▶ [TRAVAIL À FAIRE]:
[A] Dans le texte sur l'altérité en voyage, condensez en une liste le paragraphe qui débute par « Le voyageur reste lui-même » sans perdre ses faits essentiels.
[B] Reproduisez à l'identique, dans le texte sur l'altérité en voyage, le passage qui s'ouvre sur les mots contenant « - Le voyageur reste » et se referme sur « les habitants égyptiens. ».

▶ [TEXTE PRÉSENTÉ]:
━━━━━━━━━━━━━━━━━━━━━━━━━━━━━━
2) Les textes permettent donc de rendre compte du vécu plus ou moins positif de celui/celle qui est confronté(e) à des contrées et des populations étrangères :

 

a) Les attitudes face à l’altérité peuvent varier selon les situations :

- Le voyageur peut être simplement surpris, étonné, par ce qu'il découvre. L'étonnement peut aussi marquer une absence de compréhension : le narrateur de Cyrano de Bergerac se trompe sur l’identité du roi, interprétant en se basant sur ce qu’il connaît, sa propre culture.

- Le voyageur reste lui-même, se coupe de l'environnement dans lequel il se déplace ou ne parvient pas à créer des relations avec les personnes qui l'environnent : Ovide se sent en « exil » (l. 2) dans un monde « sinistre » (l. 9) où le temps est autre que celui de Rome, comme s’il voulait insister sur le fait qu’il se trouve hors de son propre monde (l. 3-4) ; l'Anglais de Nerval garde ses gants, son bâton, afin de ne pas entrer en contact avec le climat, le sol et les habitants égyptiens.
━━━━━━━━━━━━━━━━━━━━━━━━━━━━━━
▶ [Entrées de données]:

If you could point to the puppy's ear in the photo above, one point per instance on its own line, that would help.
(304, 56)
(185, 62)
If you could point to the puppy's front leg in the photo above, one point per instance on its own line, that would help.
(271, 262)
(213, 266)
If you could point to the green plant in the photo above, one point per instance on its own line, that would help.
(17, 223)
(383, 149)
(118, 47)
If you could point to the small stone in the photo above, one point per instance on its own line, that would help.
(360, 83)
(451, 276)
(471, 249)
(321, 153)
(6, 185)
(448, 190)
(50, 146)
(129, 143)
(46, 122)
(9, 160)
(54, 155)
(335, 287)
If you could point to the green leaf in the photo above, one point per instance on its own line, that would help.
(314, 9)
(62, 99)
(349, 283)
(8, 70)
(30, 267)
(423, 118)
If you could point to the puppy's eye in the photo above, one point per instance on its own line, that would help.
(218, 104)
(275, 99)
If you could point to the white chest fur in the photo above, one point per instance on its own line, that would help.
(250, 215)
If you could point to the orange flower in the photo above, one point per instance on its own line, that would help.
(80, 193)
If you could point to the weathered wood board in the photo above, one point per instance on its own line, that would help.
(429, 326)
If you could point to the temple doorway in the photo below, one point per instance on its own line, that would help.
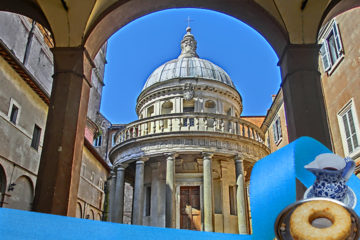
(190, 212)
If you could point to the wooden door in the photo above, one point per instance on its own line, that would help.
(190, 214)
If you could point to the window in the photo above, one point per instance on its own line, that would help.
(101, 184)
(277, 130)
(188, 108)
(97, 141)
(148, 201)
(36, 137)
(113, 139)
(348, 123)
(13, 114)
(331, 49)
(232, 200)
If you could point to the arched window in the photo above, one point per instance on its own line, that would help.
(188, 107)
(22, 194)
(210, 106)
(166, 108)
(78, 210)
(2, 185)
(97, 141)
(91, 215)
(150, 111)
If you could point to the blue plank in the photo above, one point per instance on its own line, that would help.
(21, 225)
(272, 188)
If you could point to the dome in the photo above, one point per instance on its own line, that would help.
(188, 65)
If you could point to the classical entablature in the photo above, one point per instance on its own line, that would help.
(226, 136)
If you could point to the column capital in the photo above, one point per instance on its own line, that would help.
(171, 155)
(207, 155)
(121, 166)
(239, 158)
(155, 165)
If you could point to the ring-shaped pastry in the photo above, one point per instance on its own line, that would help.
(301, 219)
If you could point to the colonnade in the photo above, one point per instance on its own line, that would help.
(117, 182)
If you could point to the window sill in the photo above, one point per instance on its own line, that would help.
(278, 141)
(355, 154)
(335, 65)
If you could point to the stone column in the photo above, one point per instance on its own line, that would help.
(240, 195)
(156, 202)
(208, 198)
(303, 96)
(59, 171)
(170, 190)
(112, 190)
(118, 207)
(138, 205)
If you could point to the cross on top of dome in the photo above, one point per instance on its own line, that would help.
(188, 45)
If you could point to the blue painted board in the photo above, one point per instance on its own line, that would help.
(272, 188)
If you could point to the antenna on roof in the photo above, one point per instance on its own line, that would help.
(189, 20)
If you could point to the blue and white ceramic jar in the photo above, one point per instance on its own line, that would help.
(332, 173)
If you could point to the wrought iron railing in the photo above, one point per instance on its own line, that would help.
(190, 122)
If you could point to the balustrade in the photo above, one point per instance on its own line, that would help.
(190, 122)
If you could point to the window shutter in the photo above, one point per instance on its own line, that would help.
(279, 128)
(338, 43)
(275, 132)
(324, 52)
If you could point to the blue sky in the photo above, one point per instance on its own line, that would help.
(137, 49)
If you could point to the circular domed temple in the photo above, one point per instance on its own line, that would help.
(189, 156)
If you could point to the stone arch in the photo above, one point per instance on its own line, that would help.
(337, 7)
(23, 194)
(2, 185)
(78, 210)
(27, 8)
(91, 214)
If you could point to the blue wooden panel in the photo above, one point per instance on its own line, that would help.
(23, 225)
(272, 188)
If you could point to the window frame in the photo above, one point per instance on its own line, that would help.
(325, 52)
(35, 140)
(13, 104)
(277, 130)
(97, 142)
(350, 105)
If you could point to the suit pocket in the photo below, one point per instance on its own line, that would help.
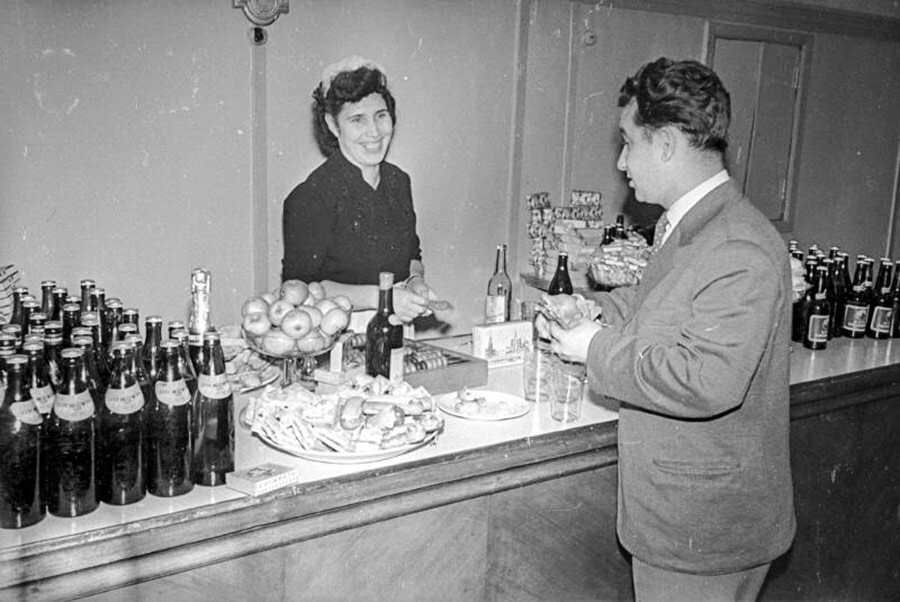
(710, 468)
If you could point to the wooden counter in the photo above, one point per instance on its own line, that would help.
(518, 510)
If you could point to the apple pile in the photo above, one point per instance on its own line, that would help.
(296, 319)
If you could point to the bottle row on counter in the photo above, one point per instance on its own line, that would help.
(92, 412)
(834, 305)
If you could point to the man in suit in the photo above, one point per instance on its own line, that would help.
(697, 355)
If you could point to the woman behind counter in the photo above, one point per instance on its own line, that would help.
(353, 217)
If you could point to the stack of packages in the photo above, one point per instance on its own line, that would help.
(576, 229)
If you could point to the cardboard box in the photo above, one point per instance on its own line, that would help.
(502, 344)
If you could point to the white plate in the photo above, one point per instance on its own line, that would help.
(332, 457)
(497, 406)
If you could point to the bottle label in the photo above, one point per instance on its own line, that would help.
(26, 411)
(172, 393)
(125, 401)
(43, 398)
(817, 330)
(495, 309)
(855, 317)
(214, 386)
(881, 319)
(74, 408)
(396, 370)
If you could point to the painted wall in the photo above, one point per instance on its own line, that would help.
(132, 148)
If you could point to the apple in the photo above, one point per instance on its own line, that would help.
(312, 342)
(343, 302)
(325, 305)
(317, 291)
(277, 311)
(254, 305)
(256, 323)
(294, 292)
(277, 343)
(296, 323)
(314, 314)
(334, 321)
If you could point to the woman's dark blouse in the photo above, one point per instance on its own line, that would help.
(336, 227)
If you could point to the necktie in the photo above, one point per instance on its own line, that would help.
(662, 224)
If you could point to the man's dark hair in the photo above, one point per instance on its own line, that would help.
(686, 94)
(347, 86)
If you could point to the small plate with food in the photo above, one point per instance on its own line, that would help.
(484, 405)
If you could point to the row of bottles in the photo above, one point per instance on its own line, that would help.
(108, 419)
(834, 305)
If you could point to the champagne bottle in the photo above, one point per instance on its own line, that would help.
(818, 313)
(561, 283)
(881, 306)
(72, 429)
(499, 292)
(213, 409)
(384, 341)
(169, 421)
(122, 477)
(199, 321)
(21, 433)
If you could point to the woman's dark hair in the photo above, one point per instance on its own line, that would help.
(686, 94)
(347, 86)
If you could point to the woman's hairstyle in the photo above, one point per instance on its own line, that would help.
(686, 94)
(339, 89)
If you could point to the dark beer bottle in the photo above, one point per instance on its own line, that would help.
(21, 434)
(818, 313)
(169, 421)
(185, 366)
(213, 409)
(121, 470)
(561, 283)
(881, 305)
(72, 431)
(384, 339)
(856, 304)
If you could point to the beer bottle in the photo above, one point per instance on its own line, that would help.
(152, 357)
(561, 283)
(48, 301)
(199, 320)
(96, 386)
(99, 348)
(818, 313)
(213, 409)
(137, 364)
(121, 471)
(59, 299)
(185, 366)
(499, 292)
(21, 434)
(40, 388)
(18, 294)
(86, 286)
(856, 304)
(881, 305)
(384, 339)
(169, 422)
(72, 429)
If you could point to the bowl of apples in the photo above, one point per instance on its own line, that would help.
(296, 320)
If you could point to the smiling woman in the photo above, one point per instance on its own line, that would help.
(353, 217)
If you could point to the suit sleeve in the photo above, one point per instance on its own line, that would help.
(307, 227)
(695, 360)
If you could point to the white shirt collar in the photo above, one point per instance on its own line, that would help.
(687, 201)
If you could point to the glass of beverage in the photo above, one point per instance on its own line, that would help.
(568, 391)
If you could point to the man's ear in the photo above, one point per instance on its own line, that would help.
(667, 141)
(332, 124)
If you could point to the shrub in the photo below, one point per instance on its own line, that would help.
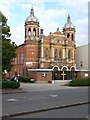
(80, 82)
(24, 79)
(9, 84)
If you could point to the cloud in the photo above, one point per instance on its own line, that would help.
(82, 31)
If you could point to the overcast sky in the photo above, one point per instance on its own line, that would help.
(50, 13)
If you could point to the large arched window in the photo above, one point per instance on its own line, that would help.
(29, 31)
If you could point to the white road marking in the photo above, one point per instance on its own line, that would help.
(53, 95)
(13, 100)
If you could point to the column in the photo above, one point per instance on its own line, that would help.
(52, 53)
(42, 54)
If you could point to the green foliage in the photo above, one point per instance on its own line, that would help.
(80, 82)
(24, 79)
(9, 84)
(8, 47)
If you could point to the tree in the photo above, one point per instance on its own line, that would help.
(8, 47)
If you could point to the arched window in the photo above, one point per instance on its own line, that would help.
(68, 35)
(55, 53)
(72, 37)
(68, 54)
(34, 32)
(29, 31)
(60, 54)
(46, 53)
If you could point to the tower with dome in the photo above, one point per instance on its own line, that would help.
(46, 57)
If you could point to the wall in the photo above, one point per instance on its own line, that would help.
(39, 76)
(82, 55)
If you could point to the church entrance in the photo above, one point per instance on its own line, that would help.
(55, 73)
(64, 73)
(73, 73)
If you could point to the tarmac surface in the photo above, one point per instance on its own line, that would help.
(36, 87)
(39, 86)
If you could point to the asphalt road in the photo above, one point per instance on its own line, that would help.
(80, 111)
(21, 102)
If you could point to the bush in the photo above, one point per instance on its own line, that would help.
(9, 84)
(24, 79)
(80, 82)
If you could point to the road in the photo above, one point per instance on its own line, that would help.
(22, 102)
(80, 111)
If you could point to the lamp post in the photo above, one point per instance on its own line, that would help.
(65, 46)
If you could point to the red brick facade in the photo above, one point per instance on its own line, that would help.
(40, 51)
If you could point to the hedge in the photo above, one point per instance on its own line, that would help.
(80, 82)
(24, 79)
(9, 84)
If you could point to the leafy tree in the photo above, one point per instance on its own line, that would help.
(8, 47)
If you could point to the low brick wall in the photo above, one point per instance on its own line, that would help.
(83, 74)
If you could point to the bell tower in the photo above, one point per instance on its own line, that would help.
(69, 30)
(70, 47)
(31, 27)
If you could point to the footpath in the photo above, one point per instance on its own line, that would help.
(39, 86)
(28, 87)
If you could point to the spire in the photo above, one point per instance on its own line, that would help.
(32, 10)
(68, 19)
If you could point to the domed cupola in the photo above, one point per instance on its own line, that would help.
(31, 27)
(69, 29)
(69, 23)
(32, 17)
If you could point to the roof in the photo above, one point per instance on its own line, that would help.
(58, 33)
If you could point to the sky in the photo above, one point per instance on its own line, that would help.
(51, 15)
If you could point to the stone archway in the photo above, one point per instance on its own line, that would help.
(73, 72)
(64, 73)
(55, 73)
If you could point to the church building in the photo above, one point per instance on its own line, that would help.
(40, 54)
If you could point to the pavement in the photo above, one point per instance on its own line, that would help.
(33, 87)
(39, 86)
━━━━━━━━━━━━━━━━━━━━━━━━━━━━━━
▶ [RÉSULTATS DE L'EXERCICE]:
[A]
- Le voyageur reste lui-même : il se coupe de l'environnement où il se déplace ou ne parvient pas à nouer de relations avec les gens qui l'entourent.
- Ovide se sent en « exil » (l. 2) dans un monde « sinistre » (l. 9), où le temps diffère de celui de Rome, comme pour souligner qu'il est hors de son propre monde (l. 3-4).
- L'Anglais de Nerval garde ses gants et son bâton pour éviter tout contact avec le climat, le sol et les habitants égyptiens.

[B]
- Le voyageur reste lui-même, se coupe de l'environnement dans lequel il se déplace ou ne parvient pas à créer des relations avec les personnes qui l'environnent : Ovide se sent en « exil » (l. 2) dans un monde « sinistre » (l. 9) où le temps est autre que celui de Rome, comme s’il voulait insister sur le fait qu’il se trouve hors de son propre monde (l. 3-4) ; l'Anglais de Nerval garde ses gants, son bâton, afin de ne pas entrer en contact avec le climat, le sol et les habitants égyptiens.